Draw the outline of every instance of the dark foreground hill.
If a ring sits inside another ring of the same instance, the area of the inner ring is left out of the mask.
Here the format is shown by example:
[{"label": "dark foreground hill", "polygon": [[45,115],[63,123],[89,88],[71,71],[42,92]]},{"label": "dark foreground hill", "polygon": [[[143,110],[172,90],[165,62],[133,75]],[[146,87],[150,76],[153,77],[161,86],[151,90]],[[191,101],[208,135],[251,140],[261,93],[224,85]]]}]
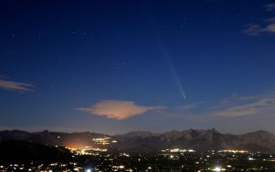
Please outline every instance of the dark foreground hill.
[{"label": "dark foreground hill", "polygon": [[68,160],[72,154],[65,147],[46,146],[21,140],[0,141],[0,162],[22,162],[32,160],[45,161]]},{"label": "dark foreground hill", "polygon": [[248,151],[274,151],[275,136],[265,131],[258,131],[241,135],[223,134],[214,129],[207,130],[188,129],[172,131],[164,133],[148,131],[132,131],[125,134],[108,136],[90,132],[60,133],[44,131],[29,133],[22,131],[0,131],[0,139],[19,140],[47,145],[69,147],[96,145],[94,138],[110,138],[116,140],[104,145],[109,150],[126,152],[157,152],[166,149],[186,149],[196,151],[244,149]]}]

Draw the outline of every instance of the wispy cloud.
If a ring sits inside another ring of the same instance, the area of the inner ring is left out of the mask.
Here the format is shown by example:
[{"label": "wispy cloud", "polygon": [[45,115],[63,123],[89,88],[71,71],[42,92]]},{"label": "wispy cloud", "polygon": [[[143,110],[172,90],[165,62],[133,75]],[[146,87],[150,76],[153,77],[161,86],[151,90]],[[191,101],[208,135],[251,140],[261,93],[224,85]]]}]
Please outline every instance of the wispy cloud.
[{"label": "wispy cloud", "polygon": [[275,10],[275,3],[266,4],[264,7],[267,11],[274,11]]},{"label": "wispy cloud", "polygon": [[144,114],[149,110],[160,110],[163,108],[164,107],[161,106],[140,106],[132,101],[104,100],[100,100],[92,107],[79,107],[76,108],[76,109],[110,118],[124,120],[133,116]]},{"label": "wispy cloud", "polygon": [[272,111],[274,107],[275,98],[261,98],[253,102],[246,102],[241,105],[233,105],[230,107],[221,107],[220,109],[212,113],[212,114],[228,117],[252,116],[261,114],[263,111]]},{"label": "wispy cloud", "polygon": [[[270,21],[272,21],[272,20]],[[258,36],[261,34],[264,33],[275,33],[275,23],[270,23],[265,27],[262,27],[256,24],[249,25],[248,25],[248,28],[243,31],[243,32],[250,36]]]},{"label": "wispy cloud", "polygon": [[[264,7],[268,11],[274,11],[275,10],[275,3],[266,4]],[[267,19],[263,21],[268,23],[253,23],[246,25],[246,28],[243,31],[243,33],[250,36],[258,36],[262,34],[275,33],[275,17]]]},{"label": "wispy cloud", "polygon": [[0,79],[0,88],[8,90],[26,92],[32,91],[32,88],[34,87],[34,85],[29,83]]}]

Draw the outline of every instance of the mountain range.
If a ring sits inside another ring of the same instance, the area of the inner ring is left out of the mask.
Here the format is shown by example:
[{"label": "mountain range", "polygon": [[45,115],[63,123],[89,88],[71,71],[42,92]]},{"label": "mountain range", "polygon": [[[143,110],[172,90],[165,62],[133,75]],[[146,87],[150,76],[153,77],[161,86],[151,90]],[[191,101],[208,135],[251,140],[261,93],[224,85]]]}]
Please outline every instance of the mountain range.
[{"label": "mountain range", "polygon": [[[93,139],[107,138],[110,144],[97,144]],[[158,152],[166,149],[185,149],[195,151],[237,149],[274,151],[275,135],[266,131],[245,134],[221,133],[214,129],[171,131],[163,133],[131,131],[109,136],[91,132],[62,133],[43,131],[30,133],[13,130],[0,131],[1,140],[16,140],[45,145],[81,148],[85,146],[108,148],[112,151],[131,153]]]}]

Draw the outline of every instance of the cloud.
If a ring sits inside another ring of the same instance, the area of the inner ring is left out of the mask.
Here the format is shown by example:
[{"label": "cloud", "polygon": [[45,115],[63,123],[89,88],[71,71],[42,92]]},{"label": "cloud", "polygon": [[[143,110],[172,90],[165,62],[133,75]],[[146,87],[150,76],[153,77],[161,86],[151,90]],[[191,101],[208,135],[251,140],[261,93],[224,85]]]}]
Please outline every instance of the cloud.
[{"label": "cloud", "polygon": [[35,86],[29,83],[0,79],[0,88],[5,89],[25,92],[32,91],[31,88],[34,87]]},{"label": "cloud", "polygon": [[[275,10],[275,3],[266,4],[264,6],[268,11]],[[271,17],[263,21],[268,24],[250,24],[247,25],[243,33],[250,36],[258,36],[261,34],[275,33],[275,17]]]},{"label": "cloud", "polygon": [[264,7],[267,11],[274,11],[275,10],[275,3],[266,4]]},{"label": "cloud", "polygon": [[104,100],[100,100],[92,107],[80,107],[76,108],[76,109],[110,118],[124,120],[133,116],[144,114],[149,110],[160,110],[163,108],[164,107],[161,106],[140,106],[132,101]]},{"label": "cloud", "polygon": [[253,102],[230,107],[222,108],[212,113],[214,116],[236,117],[261,114],[264,111],[272,111],[275,107],[275,98],[261,98]]},{"label": "cloud", "polygon": [[[270,18],[269,19],[273,19],[274,18]],[[267,20],[265,20],[265,21],[266,21]],[[275,33],[275,23],[270,23],[263,28],[256,24],[249,25],[248,27],[243,31],[243,33],[250,36],[258,36],[263,33]]]}]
——
PROMPT
Rewrite the records above as a two-column CSV with the headers "text" and "answer", one row per record. Put each field in quotes, turn line breaks into spaces, and leave out the pictures.

EXERCISE ANSWER
text,answer
"Draw the outline of every instance of the dark foreground hill. If a ring sits inside another ring of the same instance, the area of the inner ring is left out of the mask. Here the format is shown by example: [{""label"": ""dark foreground hill"", ""polygon"": [[45,115],[63,123],[89,88],[71,71],[42,92]]},{""label"": ""dark foreground hill"", ""polygon"": [[[143,110],[172,90],[165,62],[133,75]],[[146,87],[150,76],[153,77],[161,86],[151,90]],[[191,101],[208,135],[251,140],[261,93],[224,85]]]}] Please outline every instance of the dark foreground hill.","[{""label"": ""dark foreground hill"", ""polygon"": [[68,160],[72,154],[65,147],[46,146],[21,140],[0,141],[0,162],[22,162],[32,160],[45,161]]},{""label"": ""dark foreground hill"", ""polygon"": [[248,151],[274,151],[275,136],[265,131],[258,131],[241,135],[223,134],[214,129],[207,130],[188,129],[172,131],[164,133],[148,131],[132,131],[125,134],[108,136],[90,132],[60,133],[44,131],[29,133],[22,131],[0,131],[0,139],[19,140],[47,145],[69,147],[96,145],[94,138],[110,138],[116,140],[104,145],[109,150],[126,152],[157,152],[166,149],[186,149],[196,151],[244,149]]}]"
"Draw the outline of every instance of the wispy cloud. If a ring sits inside another ring of the same instance, the area of the inner ring is left out of the mask. Here the format is shown by example: [{""label"": ""wispy cloud"", ""polygon"": [[45,115],[63,123],[89,88],[71,71],[42,92]]},{""label"": ""wispy cloud"", ""polygon"": [[[143,110],[172,90],[165,62],[133,75]],[[146,87],[150,76],[153,77],[161,86],[151,90]],[[191,101],[208,135],[251,140],[261,93],[224,85]]]}] Please outline every instance of the wispy cloud.","[{""label"": ""wispy cloud"", ""polygon"": [[275,10],[275,3],[266,4],[264,7],[267,11],[274,11]]},{""label"": ""wispy cloud"", ""polygon"": [[144,114],[149,110],[160,110],[163,108],[164,107],[161,106],[140,106],[132,101],[104,100],[100,100],[92,107],[79,107],[76,108],[76,109],[110,118],[124,120],[133,116]]},{""label"": ""wispy cloud"", ""polygon"": [[272,111],[274,107],[275,98],[261,98],[253,102],[246,102],[241,105],[233,105],[230,107],[221,107],[220,109],[212,113],[212,114],[228,117],[252,116],[261,114],[263,111]]},{""label"": ""wispy cloud"", ""polygon"": [[[270,21],[272,21],[272,20]],[[258,36],[261,34],[264,33],[275,33],[275,23],[270,23],[265,27],[262,27],[256,24],[249,25],[248,25],[248,28],[243,31],[243,32],[250,36]]]},{""label"": ""wispy cloud"", ""polygon"": [[[264,7],[268,11],[274,11],[275,10],[275,3],[266,4]],[[267,19],[263,21],[268,23],[253,23],[246,25],[246,28],[243,31],[243,33],[250,36],[258,36],[262,34],[275,33],[275,17]]]},{""label"": ""wispy cloud"", ""polygon"": [[0,79],[0,88],[8,90],[26,92],[32,91],[32,88],[34,87],[34,85],[29,83]]}]"
"Draw the outline of every instance of the mountain range. If a ring sits inside another ring of the same instance, the area of the inner ring is left out of the mask. Here the format is shown by example: [{""label"": ""mountain range"", ""polygon"": [[45,115],[63,123],[89,88],[71,71],[42,92]]},{""label"": ""mountain range"", ""polygon"": [[[143,110],[172,90],[165,62],[133,75]],[[146,87],[150,76],[153,77],[161,86],[151,90]],[[191,101],[208,135],[251,140],[261,93],[224,85]]]}] Please outline every instance of the mountain range.","[{""label"": ""mountain range"", ""polygon"": [[[93,139],[107,138],[110,144],[97,144]],[[158,152],[166,149],[185,149],[195,151],[237,149],[274,151],[275,135],[266,131],[245,134],[221,133],[214,129],[171,131],[163,133],[131,131],[109,136],[91,132],[62,133],[43,131],[30,133],[13,130],[0,131],[1,140],[16,140],[45,145],[81,148],[85,146],[108,148],[112,151],[131,153]]]}]"
"Draw the outline of every instance of the cloud. If a ring sits inside another ring of the same instance, the area of the inner ring is left out of the mask. Here the format is shown by example: [{""label"": ""cloud"", ""polygon"": [[45,115],[63,123],[89,88],[71,71],[42,92]]},{""label"": ""cloud"", ""polygon"": [[[143,110],[172,90],[165,62],[133,75]],[[146,87],[150,76],[153,77],[161,86],[151,90]],[[191,101],[208,135],[251,140],[261,93],[224,85]]]}] Please outline every instance of the cloud.","[{""label"": ""cloud"", ""polygon"": [[35,86],[29,83],[0,79],[0,88],[5,89],[25,92],[32,91],[31,88],[34,87]]},{""label"": ""cloud"", ""polygon"": [[[275,10],[275,3],[266,4],[264,6],[268,11]],[[271,17],[263,21],[268,24],[250,24],[247,25],[243,33],[250,36],[258,36],[261,34],[275,33],[275,17]]]},{""label"": ""cloud"", ""polygon"": [[264,7],[267,11],[274,11],[275,10],[275,3],[266,4]]},{""label"": ""cloud"", ""polygon"": [[104,100],[100,100],[92,107],[80,107],[76,108],[76,109],[110,118],[124,120],[133,116],[144,114],[149,110],[160,110],[163,108],[164,107],[161,106],[140,106],[132,101]]},{""label"": ""cloud"", ""polygon"": [[253,102],[230,107],[222,108],[212,113],[214,116],[236,117],[261,114],[264,111],[272,111],[275,107],[275,98],[261,98]]},{""label"": ""cloud"", ""polygon"": [[[270,18],[269,19],[273,19],[274,18]],[[267,20],[265,20],[265,21],[266,21]],[[275,33],[275,23],[270,23],[263,28],[256,24],[249,25],[248,27],[243,31],[243,33],[250,36],[258,36],[263,33]]]}]"